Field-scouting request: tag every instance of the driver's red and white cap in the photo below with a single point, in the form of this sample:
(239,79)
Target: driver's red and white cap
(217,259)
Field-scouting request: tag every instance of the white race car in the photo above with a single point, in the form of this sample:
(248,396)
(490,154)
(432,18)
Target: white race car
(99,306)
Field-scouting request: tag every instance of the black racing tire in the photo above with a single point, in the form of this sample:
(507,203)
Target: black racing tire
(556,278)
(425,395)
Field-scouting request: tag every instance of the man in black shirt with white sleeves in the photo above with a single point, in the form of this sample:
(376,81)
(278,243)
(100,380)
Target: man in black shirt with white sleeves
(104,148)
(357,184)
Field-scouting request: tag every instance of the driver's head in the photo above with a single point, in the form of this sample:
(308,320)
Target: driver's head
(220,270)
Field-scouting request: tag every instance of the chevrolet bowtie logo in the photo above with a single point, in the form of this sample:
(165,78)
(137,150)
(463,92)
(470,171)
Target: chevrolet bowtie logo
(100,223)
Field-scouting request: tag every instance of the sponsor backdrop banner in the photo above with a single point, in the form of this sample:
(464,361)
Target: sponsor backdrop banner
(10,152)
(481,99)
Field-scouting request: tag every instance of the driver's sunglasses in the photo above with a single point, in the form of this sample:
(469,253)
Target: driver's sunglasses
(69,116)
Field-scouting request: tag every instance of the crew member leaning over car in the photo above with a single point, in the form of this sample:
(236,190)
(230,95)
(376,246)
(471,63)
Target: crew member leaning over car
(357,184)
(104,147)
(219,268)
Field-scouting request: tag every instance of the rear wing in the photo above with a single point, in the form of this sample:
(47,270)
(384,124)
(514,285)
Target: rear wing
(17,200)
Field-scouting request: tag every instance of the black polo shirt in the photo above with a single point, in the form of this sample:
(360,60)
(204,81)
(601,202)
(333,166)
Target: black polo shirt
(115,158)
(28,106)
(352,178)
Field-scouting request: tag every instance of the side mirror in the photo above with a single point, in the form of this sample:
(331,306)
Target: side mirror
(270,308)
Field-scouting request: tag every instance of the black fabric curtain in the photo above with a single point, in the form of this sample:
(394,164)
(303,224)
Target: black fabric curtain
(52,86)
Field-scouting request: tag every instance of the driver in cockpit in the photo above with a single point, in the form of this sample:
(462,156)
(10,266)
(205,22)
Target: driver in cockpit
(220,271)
* * * * *
__Task requirements__: Reproduce the entire listing above line for line, with no changes to wording, punctuation, or order.

__Exercise answer__:
Field-scouting request: tag every instance of the driver's red and white cap in the photo below with a single point, in the form of this sample:
(239,79)
Target: driver's red and white cap
(217,259)
Field-scouting request: tag every instance of the white race car in the photo above with a single point, in the form of this sample:
(248,396)
(490,154)
(432,18)
Target: white race car
(99,306)
Field-scouting request: tag every instance of the black racing tire in the photo above with a single point, in the form of this sample:
(507,203)
Target: black racing tire
(556,278)
(425,395)
Field-scouting request: tag every instance of the man in black shirt with white sleeves in the photo above with a single point, in the form of this sample:
(376,81)
(278,243)
(100,380)
Target: man in black shirt with white sleeves
(104,148)
(357,184)
Field-scouting request: tag every instance of the driver's head in the photo above with a single point, in the form of this sample:
(308,320)
Target: driver's head
(220,270)
Field-scouting request: tag every instance of the chevrolet bowtie logo in the photo above with a single point, in the form of this sample:
(165,78)
(137,150)
(463,92)
(470,171)
Target: chevrolet bowtie logo
(100,223)
Field-scouting request: tag every instance of the sponsor backdrop banner in the photo above with a single point, in the form of this sample:
(464,361)
Target: sponsor backdrop banner
(10,152)
(481,99)
Field-scouting request: tag every instance of the driver's sunglasses in the photo above with a single point, in the form of this sample:
(469,253)
Target: driver's sunglasses
(69,116)
Field-scouting request: tag every instance of the crew member leaning over car in the photo above with a single point, in the form of this sample:
(236,190)
(230,95)
(376,246)
(471,63)
Target: crew member leaning over car
(357,184)
(104,147)
(219,268)
Field-scouting request: tag every instance of the rear wing in the photo above with a single point, in the form of this sample:
(47,270)
(384,124)
(514,285)
Target: rear wing
(17,200)
Field-scouting request: tag every instance of the black polo shirt in the photo above with a single point, in the form of this sample:
(360,60)
(204,81)
(601,202)
(333,166)
Target: black polo shirt
(115,158)
(28,106)
(352,178)
Field-scouting request: tag every instance of the side mirror in the photo above with a single point, in the form of this sample:
(331,306)
Target: side mirror
(270,308)
Field-scouting request: tag every instance of the black fabric curtain in the photo above with a single point, in the form of this sample:
(394,164)
(303,224)
Target: black fabric curtain
(52,86)
Field-scouting request: tag every instance of the driver in cockpit in the photo above with a single point, in the form of this sample:
(462,156)
(10,266)
(205,22)
Target: driver in cockpit
(220,271)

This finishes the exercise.